# What you should do:
Render the data below as a JSON list of strings, one string per line, omitting any blank lines.

# Data to use:
** Begin **
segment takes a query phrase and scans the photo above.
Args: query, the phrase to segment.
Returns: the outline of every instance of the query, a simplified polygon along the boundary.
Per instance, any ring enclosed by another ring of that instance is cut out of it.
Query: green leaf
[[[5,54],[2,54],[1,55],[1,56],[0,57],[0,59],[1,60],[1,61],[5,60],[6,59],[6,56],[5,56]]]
** End **
# Answer to the exercise:
[
  "segment takes a query phrase and scans the photo above.",
  "Args: query, the phrase to segment.",
  "Returns: the outline of every instance of the query, a simplified polygon along the boundary.",
  "Per instance, any ring enclosed by another ring of that instance is cut out of it.",
  "Query: green leaf",
  "[[[5,54],[2,54],[1,55],[1,56],[0,57],[0,59],[1,60],[1,61],[5,60],[6,59],[6,56],[5,56]]]"
]